- Activity
Type out every entry again, character for character.

- Referring expression data
*** Block opens ***

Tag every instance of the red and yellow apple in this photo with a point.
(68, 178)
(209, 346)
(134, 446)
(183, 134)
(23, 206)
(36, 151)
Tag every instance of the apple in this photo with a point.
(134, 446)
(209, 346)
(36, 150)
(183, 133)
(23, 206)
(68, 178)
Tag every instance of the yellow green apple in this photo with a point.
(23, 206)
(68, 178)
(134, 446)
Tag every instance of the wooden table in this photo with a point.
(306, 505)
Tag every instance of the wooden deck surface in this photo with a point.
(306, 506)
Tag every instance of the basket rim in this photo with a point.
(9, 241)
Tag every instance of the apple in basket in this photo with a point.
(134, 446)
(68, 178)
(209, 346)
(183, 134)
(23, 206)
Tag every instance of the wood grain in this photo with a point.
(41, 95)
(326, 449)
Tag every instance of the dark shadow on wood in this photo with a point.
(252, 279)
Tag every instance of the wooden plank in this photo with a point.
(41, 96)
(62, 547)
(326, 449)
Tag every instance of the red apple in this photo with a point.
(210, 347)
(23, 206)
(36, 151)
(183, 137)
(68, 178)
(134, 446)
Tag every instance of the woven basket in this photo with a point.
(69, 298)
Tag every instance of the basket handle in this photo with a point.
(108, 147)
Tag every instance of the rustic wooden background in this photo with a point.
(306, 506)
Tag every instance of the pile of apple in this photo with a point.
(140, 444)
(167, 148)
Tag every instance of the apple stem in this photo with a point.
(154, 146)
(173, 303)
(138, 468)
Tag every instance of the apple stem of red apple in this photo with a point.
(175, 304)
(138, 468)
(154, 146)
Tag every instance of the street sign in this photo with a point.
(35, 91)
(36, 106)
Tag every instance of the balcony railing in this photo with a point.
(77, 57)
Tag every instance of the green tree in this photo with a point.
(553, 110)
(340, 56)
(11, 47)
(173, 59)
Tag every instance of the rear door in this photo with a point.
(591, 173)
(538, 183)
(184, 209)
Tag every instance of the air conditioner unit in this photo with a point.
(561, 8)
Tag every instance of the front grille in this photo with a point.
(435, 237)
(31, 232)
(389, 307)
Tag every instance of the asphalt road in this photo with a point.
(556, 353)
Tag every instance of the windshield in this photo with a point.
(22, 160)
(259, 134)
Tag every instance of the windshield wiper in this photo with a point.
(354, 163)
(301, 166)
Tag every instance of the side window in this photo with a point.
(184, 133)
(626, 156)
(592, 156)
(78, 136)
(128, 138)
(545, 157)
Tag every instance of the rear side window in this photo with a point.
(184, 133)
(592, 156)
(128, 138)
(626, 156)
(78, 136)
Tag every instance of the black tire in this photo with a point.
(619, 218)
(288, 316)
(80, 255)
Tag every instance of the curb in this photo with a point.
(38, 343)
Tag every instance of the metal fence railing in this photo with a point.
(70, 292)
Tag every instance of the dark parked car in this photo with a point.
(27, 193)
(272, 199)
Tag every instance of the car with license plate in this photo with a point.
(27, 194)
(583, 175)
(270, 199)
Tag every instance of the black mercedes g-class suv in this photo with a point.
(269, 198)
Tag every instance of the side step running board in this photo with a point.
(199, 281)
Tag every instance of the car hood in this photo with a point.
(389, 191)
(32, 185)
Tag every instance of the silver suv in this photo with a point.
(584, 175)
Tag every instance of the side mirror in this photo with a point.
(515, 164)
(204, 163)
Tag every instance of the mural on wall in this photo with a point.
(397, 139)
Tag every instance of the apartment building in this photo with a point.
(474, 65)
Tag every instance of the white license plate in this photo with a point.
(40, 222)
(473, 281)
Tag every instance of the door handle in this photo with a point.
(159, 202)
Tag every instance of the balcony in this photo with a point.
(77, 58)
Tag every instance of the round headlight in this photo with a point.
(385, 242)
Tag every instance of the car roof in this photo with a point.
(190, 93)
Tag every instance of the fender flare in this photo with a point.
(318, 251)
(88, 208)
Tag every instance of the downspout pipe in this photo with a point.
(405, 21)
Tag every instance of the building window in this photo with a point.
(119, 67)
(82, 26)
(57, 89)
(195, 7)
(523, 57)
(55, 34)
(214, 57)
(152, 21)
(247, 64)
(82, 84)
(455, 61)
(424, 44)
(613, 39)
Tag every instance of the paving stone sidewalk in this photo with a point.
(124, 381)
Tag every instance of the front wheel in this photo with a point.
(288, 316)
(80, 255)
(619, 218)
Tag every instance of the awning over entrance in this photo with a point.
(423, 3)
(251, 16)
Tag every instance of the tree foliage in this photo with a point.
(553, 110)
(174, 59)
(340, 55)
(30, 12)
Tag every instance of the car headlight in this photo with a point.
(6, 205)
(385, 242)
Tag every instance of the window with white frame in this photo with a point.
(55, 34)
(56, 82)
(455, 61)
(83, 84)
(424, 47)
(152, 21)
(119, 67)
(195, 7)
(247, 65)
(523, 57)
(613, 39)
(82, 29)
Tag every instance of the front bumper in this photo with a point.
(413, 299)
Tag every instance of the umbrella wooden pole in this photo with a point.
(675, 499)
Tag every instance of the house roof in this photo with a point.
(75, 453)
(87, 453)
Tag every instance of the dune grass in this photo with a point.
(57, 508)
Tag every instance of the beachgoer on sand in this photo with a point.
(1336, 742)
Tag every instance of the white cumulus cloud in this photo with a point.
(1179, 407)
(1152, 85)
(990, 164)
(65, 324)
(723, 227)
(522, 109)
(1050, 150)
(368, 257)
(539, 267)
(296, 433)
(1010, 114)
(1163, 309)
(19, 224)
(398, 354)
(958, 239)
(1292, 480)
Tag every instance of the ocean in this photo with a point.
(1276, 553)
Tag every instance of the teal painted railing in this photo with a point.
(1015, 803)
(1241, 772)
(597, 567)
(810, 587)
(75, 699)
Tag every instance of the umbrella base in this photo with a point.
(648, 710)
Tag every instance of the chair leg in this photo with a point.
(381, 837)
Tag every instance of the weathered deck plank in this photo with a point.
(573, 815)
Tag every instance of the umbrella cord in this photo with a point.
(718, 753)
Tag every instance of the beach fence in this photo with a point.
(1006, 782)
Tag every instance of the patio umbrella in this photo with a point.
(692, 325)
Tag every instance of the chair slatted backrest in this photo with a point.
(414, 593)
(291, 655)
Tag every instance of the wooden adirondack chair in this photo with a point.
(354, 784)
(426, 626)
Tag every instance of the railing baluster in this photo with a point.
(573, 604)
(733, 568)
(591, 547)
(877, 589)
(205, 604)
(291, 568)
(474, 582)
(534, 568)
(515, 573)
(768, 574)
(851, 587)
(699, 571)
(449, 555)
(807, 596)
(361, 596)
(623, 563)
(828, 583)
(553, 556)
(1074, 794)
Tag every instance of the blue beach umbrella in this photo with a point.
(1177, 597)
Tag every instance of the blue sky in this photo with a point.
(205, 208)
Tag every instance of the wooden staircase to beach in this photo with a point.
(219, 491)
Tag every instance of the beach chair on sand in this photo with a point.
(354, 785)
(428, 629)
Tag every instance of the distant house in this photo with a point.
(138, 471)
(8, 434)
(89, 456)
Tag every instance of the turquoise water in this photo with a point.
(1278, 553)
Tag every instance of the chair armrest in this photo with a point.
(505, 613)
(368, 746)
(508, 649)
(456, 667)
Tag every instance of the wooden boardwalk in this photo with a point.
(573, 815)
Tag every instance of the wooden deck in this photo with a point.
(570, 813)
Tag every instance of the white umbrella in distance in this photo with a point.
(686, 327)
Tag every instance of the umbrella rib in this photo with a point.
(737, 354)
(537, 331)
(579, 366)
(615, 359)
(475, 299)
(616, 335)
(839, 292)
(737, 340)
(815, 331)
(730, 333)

*** Block closes ***

- Reply
Tag every instance of the red and yellow apple in this photo with a point.
(68, 178)
(209, 346)
(134, 446)
(183, 134)
(23, 206)
(36, 151)
Tag every instance of the apple in this photo with a point.
(134, 446)
(209, 346)
(36, 150)
(183, 133)
(23, 206)
(68, 178)
Tag every instance of the yellow green apple in this photo with a point.
(23, 206)
(68, 178)
(134, 446)
Tag every instance of the wooden table in this photo with a point.
(306, 505)
Tag every instance of the wooden deck surface in this photo with a point.
(306, 506)
Tag every instance of the basket rim in this photo with a point.
(9, 241)
Tag every instance of the apple in basket in this photo with a point.
(134, 446)
(68, 178)
(209, 346)
(183, 134)
(23, 206)
Tag every instance of the wood grain in this photo with a point.
(41, 95)
(326, 449)
Tag every instance of the dark shadow on wood in this photo with a point.
(252, 279)
Tag every instance of the wooden plank in this photo with a point.
(41, 96)
(62, 547)
(326, 449)
Tag every instance of the red apple in this photo with a point.
(210, 347)
(23, 206)
(36, 151)
(183, 137)
(68, 178)
(134, 446)
Tag every instance of the woven basket in this photo with a point.
(69, 298)
Tag every instance of the basket handle in this photo with a point.
(108, 147)
Tag every instance of the rustic wooden background in this photo with a point.
(306, 506)
Tag every instance of the pile of apple in this photo with a point.
(140, 444)
(167, 148)
Tag every instance of the apple stem in this photo with a point.
(154, 146)
(173, 303)
(138, 468)
Tag every instance of the apple stem of red apple in this photo with a point.
(175, 304)
(138, 468)
(154, 146)
Tag every instance of the street sign in this photo with a point.
(35, 91)
(36, 106)
Tag every instance of the balcony railing in this photo with a point.
(77, 57)
Tag every instance of the green tree in this photo with a point.
(553, 110)
(340, 56)
(11, 47)
(173, 59)
Tag every instance of the rear door in this photo with a point.
(591, 173)
(538, 183)
(184, 209)
Tag every instance of the air conditioner unit in this photo with a point.
(561, 8)
Tag every instance of the front grille in this photo with a point.
(435, 237)
(31, 232)
(389, 307)
Tag every instance of the asphalt road in this photo with a point.
(556, 353)
Tag every instance of the windshield in this photo with a point.
(22, 160)
(259, 134)
Tag every instance of the windshield wiper in this photo with a point.
(354, 163)
(301, 166)
Tag every instance of the side window in this photo with a point.
(184, 133)
(626, 156)
(592, 156)
(78, 136)
(128, 138)
(545, 157)
Tag every instance of the rear side window in this photo with a point.
(184, 133)
(592, 156)
(128, 138)
(626, 156)
(78, 136)
Tag every instance of the black tire in this photo with a point.
(619, 218)
(288, 316)
(80, 255)
Tag every instance of the curb in this photo with a point.
(38, 343)
Tag every instance of the metal fence railing in this photo with a point.
(70, 292)
Tag every instance of the dark parked car in this photo with a point.
(27, 193)
(272, 199)
Tag every instance of the car with license plate in this photo with a point.
(27, 194)
(583, 175)
(270, 199)
Tag every instance of the black mercedes g-class suv in this photo with a point.
(269, 198)
Tag every instance of the side step running board in this photo with a point.
(199, 281)
Tag every instance of the car hood in this photo with a point.
(389, 191)
(32, 185)
Tag every instance of the silver suv in this photo with a point.
(584, 175)
Tag every instance of the side mirror in this photo with a point.
(515, 164)
(204, 163)
Tag every instance of the mural on wall in this photo with a point.
(397, 139)
Tag every instance of the apartment building in this photo with a point.
(474, 65)
Tag every instance of the white license plate in this photo with a point.
(40, 222)
(473, 281)
Tag every instance of the door handle in this photo with a point.
(159, 202)
Tag every instance of the balcony in this photo with a point.
(77, 58)
Tag every instance of the round headlight in this photo with a point.
(385, 242)
Tag every instance of the car roof in this photo with a point.
(190, 93)
Tag every instance of the fender flare in this photo with a point.
(318, 251)
(88, 208)
Tag every instance of the downspout pipe in this photo with a point.
(405, 21)
Tag every instance of the building window in this photo with a point.
(119, 67)
(82, 26)
(57, 89)
(195, 7)
(523, 57)
(55, 34)
(214, 57)
(152, 21)
(247, 64)
(82, 84)
(455, 61)
(424, 44)
(613, 39)
Tag every instance of the paving stone sidewalk in this photo with a point.
(124, 381)
Tag every instance of the front wheel in this photo with a point.
(288, 316)
(80, 255)
(619, 218)
Tag every instance of the awning over entrance in this photo with a point.
(423, 3)
(251, 16)
Tag every instance of the tree foliage in this photo with a point.
(553, 110)
(174, 59)
(340, 55)
(30, 12)
Tag every instance of the car headlight in this photo with a point.
(6, 205)
(385, 242)
Tag every instance of the window with white frame in this photo with a point.
(55, 34)
(56, 82)
(455, 61)
(83, 84)
(424, 47)
(152, 21)
(119, 67)
(195, 7)
(247, 65)
(523, 57)
(613, 39)
(82, 29)
Tag every instance of the front bumper in this photo with a point.
(413, 299)
Tag every instance of the umbrella wooden pole in this photo with a point.
(675, 499)
Tag every instance of the house roof in this photo with a point.
(75, 453)
(87, 453)
Tag every instance of the dune grass in this photo with a point.
(57, 508)
Tag every instance of the beachgoer on sand in this photo with a point.
(1336, 742)
Tag every instance of the white cumulus cloud in this photo with a point.
(1179, 407)
(1152, 85)
(990, 164)
(65, 324)
(723, 227)
(522, 109)
(1050, 150)
(368, 257)
(539, 267)
(296, 433)
(1010, 114)
(1163, 309)
(19, 224)
(398, 354)
(958, 239)
(1292, 480)
Tag every instance of the ocean in this photo with a point.
(1276, 553)
Tag every instance of the teal painted railing in this photo with a point.
(1015, 803)
(1241, 772)
(597, 567)
(810, 587)
(75, 699)
Tag every instance of the umbrella base in this photo with a point.
(648, 710)
Tag every instance of the chair leg in this photo with a point.
(381, 837)
Tag every instance of the weathered deck plank in this photo with a point.
(573, 815)
Tag every instance of the umbrella cord in this photo with a point.
(718, 753)
Tag every instance of the beach fence in this photo with a point.
(1006, 782)
Tag every instance of the patio umbrella in this photo with a point.
(692, 325)
Tag every instance of the chair slatted backrest in this photo with a point.
(414, 593)
(291, 655)
Tag every instance of the wooden adirondack chair in this photo with a point.
(354, 784)
(426, 626)
Tag every instance of the railing baluster in this photo with a point.
(573, 604)
(733, 568)
(591, 547)
(877, 589)
(205, 604)
(291, 568)
(474, 582)
(534, 568)
(515, 573)
(768, 574)
(851, 587)
(699, 571)
(449, 555)
(807, 596)
(361, 596)
(623, 563)
(828, 583)
(553, 556)
(1074, 794)
Tag every instance of the blue beach umbrella in this photo with a point.
(1177, 597)
Tag every instance of the blue sky in this photo with a point.
(205, 208)
Tag every instance of the wooden staircase to beach in this photo with a point.
(219, 491)
Tag every instance of the beach chair on sand in this photo with a point.
(354, 785)
(428, 629)
Tag every instance of the distant house in this photo with a point.
(138, 471)
(8, 434)
(89, 456)
Tag every instance of the turquoise water in this photo with a point.
(1278, 553)
Tag every instance of the chair armrest in this photo with a point.
(505, 613)
(368, 746)
(508, 649)
(456, 667)
Tag every instance of the wooden boardwalk in this photo with a point.
(573, 815)
Tag every instance of the wooden deck in this photo with a point.
(570, 813)
Tag every instance of the white umbrella in distance in this photo with a point.
(686, 327)
Tag every instance of the umbrella rib in this photo with a point.
(737, 354)
(537, 331)
(579, 366)
(615, 359)
(475, 299)
(616, 335)
(839, 292)
(737, 340)
(815, 331)
(730, 333)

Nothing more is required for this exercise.